*** RECORDS FOR THIS TASK ***
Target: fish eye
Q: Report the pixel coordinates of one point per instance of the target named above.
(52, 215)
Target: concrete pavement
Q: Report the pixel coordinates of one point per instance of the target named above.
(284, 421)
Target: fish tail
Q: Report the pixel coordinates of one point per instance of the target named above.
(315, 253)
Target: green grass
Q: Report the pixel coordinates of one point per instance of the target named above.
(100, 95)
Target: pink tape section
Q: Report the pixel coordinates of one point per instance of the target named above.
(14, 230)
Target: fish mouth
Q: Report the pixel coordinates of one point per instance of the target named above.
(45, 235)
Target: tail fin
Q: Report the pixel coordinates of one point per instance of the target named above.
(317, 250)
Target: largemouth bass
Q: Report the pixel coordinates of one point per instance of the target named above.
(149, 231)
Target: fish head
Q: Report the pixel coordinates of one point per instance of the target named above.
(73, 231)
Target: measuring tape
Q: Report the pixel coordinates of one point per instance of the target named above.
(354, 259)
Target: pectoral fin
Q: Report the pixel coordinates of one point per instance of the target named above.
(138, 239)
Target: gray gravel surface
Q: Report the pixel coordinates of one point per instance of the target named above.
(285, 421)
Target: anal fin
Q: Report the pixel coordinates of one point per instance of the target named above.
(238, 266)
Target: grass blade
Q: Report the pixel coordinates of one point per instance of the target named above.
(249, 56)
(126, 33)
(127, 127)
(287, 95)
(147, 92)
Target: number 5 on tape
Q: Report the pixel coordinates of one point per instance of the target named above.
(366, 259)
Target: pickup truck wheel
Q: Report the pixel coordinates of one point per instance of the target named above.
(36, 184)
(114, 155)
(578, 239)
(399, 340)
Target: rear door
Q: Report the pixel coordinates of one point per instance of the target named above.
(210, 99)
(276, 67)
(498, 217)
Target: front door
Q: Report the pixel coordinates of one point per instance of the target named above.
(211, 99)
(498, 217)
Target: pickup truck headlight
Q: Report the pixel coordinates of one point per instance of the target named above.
***
## WHAT IS EXPECTED
Which lines run from the one containing "Target: grass blade" to the end of the entries above? Quote exactly those, and only those.

## OUTPUT FOR THIS EXERCISE
Target: grass blade
Q: Report the pixel coordinates of one point per instance of the target named above.
(249, 56)
(126, 33)
(127, 127)
(287, 95)
(147, 92)
Target: number 5 on tape
Q: Report the pixel coordinates of one point per instance of the target named above.
(366, 259)
Target: pickup truck wheel
Q: Report the pixel coordinates of one point per instance of the target named above.
(36, 184)
(114, 155)
(578, 239)
(399, 340)
Target: rear door
Q: Report the pixel coordinates of one point per instance of the target named above.
(210, 99)
(276, 67)
(498, 217)
Target: front door
Q: Report the pixel coordinates of one point per instance of the target named above.
(211, 99)
(498, 217)
Target: pickup truck headlight
Q: Report the pixel coordinates of one point per instance of the target named above.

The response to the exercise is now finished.